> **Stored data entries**

----------

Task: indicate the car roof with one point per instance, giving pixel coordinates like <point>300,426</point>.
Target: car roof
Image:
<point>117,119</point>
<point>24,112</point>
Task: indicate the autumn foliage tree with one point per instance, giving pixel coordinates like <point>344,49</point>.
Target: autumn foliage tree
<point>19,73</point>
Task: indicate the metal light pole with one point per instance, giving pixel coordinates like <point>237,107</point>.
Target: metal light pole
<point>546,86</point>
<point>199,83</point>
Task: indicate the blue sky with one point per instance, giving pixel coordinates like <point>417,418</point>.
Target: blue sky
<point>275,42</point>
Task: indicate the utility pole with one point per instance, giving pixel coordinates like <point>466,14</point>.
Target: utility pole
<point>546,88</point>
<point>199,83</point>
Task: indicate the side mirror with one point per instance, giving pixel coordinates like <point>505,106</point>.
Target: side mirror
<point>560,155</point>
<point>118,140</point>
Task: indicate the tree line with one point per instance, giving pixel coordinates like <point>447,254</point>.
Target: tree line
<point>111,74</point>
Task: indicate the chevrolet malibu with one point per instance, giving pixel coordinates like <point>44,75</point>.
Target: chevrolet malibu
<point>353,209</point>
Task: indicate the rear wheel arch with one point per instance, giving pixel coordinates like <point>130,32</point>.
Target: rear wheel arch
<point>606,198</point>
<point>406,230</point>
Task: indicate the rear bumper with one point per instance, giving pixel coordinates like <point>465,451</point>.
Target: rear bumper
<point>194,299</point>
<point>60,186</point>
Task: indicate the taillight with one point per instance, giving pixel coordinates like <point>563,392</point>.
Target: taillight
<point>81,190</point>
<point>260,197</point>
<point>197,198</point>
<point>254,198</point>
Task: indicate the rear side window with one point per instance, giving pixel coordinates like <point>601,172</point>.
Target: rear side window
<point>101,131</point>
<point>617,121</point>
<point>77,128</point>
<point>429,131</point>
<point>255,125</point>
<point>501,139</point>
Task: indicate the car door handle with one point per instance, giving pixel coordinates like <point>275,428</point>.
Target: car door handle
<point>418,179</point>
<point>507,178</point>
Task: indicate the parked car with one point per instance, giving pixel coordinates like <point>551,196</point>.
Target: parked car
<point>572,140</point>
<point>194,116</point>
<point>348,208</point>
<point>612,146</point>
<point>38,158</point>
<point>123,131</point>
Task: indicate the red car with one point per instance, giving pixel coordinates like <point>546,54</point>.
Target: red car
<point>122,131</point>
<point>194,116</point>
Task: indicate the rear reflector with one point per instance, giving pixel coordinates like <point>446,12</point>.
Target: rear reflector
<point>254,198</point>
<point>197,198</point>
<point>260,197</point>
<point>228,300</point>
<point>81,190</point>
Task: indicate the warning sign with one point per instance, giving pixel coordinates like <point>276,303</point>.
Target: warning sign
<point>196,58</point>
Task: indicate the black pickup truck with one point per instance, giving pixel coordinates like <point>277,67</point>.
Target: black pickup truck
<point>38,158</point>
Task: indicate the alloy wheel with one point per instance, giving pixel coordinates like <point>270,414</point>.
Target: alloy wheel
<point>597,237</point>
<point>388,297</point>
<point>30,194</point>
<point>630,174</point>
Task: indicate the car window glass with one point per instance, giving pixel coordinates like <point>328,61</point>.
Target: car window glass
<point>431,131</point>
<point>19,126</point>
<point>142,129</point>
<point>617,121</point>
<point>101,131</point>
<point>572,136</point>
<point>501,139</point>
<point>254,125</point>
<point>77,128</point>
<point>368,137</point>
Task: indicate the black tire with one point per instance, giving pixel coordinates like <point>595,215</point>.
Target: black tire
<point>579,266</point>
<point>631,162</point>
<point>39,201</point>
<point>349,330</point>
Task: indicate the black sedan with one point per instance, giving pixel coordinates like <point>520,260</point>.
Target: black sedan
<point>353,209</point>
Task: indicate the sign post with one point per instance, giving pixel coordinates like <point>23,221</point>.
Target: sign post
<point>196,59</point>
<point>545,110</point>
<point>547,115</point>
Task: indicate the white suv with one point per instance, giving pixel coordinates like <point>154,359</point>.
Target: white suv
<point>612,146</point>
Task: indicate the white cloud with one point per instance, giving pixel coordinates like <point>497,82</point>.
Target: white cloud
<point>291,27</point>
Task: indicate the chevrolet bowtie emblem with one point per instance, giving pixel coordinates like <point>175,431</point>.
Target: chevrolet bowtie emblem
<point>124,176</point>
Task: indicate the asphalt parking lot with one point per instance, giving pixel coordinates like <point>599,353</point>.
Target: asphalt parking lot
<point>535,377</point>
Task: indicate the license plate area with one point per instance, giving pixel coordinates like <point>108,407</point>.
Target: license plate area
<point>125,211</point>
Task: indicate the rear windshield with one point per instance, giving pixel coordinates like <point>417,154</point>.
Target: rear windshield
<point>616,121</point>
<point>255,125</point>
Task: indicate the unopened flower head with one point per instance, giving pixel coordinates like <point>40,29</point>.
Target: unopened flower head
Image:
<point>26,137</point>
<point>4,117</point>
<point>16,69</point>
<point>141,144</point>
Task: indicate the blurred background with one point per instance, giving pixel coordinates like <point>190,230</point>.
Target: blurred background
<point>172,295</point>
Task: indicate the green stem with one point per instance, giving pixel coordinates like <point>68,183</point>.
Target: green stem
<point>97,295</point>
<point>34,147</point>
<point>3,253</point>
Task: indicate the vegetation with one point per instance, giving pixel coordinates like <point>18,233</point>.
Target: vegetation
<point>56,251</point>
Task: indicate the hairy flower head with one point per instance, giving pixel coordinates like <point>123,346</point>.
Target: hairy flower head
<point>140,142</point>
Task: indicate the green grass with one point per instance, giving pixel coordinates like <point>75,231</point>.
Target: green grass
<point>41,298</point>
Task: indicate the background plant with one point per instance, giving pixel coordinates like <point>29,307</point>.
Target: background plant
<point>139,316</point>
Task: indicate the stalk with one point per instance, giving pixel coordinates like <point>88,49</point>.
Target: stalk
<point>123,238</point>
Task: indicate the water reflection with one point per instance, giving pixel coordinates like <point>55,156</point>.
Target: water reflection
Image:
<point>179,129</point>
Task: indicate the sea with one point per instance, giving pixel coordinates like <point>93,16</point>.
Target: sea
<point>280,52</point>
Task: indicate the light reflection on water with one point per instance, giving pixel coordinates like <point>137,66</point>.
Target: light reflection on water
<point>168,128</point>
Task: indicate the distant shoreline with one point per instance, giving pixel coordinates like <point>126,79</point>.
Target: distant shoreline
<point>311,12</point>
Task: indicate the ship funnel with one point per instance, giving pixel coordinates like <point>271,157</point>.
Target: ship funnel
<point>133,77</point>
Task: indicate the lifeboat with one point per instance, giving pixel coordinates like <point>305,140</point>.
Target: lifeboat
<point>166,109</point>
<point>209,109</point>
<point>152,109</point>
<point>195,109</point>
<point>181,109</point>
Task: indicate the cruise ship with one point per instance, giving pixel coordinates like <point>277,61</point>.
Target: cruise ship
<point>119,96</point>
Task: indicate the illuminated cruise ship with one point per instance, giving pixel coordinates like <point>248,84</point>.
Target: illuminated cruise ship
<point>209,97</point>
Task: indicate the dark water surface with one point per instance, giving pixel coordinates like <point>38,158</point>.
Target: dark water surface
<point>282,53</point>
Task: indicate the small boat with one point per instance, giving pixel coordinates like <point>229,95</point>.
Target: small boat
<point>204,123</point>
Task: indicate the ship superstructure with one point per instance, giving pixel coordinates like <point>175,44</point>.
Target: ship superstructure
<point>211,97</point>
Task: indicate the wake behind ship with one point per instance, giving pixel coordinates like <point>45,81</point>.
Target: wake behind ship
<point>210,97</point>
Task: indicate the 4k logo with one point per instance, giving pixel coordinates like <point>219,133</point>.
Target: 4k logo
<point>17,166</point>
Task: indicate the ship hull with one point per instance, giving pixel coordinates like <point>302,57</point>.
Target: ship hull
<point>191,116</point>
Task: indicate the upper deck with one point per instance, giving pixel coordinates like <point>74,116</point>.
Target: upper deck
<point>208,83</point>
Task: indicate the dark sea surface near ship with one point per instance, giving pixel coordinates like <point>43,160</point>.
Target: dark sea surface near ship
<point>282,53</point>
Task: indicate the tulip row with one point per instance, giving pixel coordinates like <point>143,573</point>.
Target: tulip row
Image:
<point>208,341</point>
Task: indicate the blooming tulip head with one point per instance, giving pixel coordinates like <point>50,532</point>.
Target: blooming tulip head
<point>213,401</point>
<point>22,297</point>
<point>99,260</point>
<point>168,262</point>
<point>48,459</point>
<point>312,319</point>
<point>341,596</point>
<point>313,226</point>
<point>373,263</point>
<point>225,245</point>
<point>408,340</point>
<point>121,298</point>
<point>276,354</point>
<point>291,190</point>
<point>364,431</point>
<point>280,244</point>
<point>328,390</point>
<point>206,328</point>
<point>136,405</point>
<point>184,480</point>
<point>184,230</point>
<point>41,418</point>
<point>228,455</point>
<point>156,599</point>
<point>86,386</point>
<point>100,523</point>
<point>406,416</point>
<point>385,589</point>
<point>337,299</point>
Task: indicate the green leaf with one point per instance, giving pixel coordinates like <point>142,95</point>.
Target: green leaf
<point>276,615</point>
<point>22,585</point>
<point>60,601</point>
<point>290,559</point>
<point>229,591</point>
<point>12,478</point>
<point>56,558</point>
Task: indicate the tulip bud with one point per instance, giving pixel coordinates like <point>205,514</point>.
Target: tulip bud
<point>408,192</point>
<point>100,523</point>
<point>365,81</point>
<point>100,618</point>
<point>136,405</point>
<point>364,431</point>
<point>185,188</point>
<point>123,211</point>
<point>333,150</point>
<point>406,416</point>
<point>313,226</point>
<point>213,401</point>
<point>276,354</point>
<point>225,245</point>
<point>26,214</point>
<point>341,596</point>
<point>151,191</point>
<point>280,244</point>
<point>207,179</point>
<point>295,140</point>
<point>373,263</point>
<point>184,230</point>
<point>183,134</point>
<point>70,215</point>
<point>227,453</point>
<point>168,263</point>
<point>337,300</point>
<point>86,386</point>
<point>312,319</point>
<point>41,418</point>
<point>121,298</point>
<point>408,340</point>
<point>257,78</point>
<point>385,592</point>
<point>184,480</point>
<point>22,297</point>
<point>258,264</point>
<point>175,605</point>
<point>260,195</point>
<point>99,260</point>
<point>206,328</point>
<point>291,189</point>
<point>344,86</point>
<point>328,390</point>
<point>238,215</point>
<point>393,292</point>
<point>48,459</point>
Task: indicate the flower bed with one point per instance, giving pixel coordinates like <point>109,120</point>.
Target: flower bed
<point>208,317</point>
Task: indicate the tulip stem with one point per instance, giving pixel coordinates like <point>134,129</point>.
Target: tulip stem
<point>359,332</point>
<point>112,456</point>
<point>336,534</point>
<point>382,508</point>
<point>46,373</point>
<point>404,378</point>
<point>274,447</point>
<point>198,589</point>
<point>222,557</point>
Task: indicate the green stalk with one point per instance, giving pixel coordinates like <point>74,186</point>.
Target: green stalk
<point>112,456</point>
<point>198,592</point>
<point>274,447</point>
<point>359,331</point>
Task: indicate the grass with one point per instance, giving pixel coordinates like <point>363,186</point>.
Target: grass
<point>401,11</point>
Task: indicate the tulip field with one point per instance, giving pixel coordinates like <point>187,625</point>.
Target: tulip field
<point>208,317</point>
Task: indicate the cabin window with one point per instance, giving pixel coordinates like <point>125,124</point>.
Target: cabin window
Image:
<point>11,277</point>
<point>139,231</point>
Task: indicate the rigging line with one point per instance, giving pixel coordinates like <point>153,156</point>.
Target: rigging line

----------

> **Exercise directions**
Quote exactly the stretch of lines above that starts at the first one and ends at the line with "Task: indicate the utility", and nothing beyond it.

> **Expected answer**
Task: indicate the car roof with one point per instance, giving pixel coordinates like <point>300,426</point>.
Target: car roof
Image:
<point>117,119</point>
<point>24,112</point>
Task: indicate the autumn foliage tree with one point per instance, giving pixel coordinates like <point>344,49</point>.
Target: autumn foliage tree
<point>19,73</point>
Task: indicate the metal light pole with one point per instance, giving pixel coordinates like <point>237,107</point>.
Target: metal light pole
<point>546,86</point>
<point>199,83</point>
Task: indicate the blue sky with one point per instance, giving pixel coordinates like <point>417,418</point>.
Target: blue sky
<point>275,42</point>
Task: indicate the utility pole with one point per instance, giving pixel coordinates like <point>466,14</point>.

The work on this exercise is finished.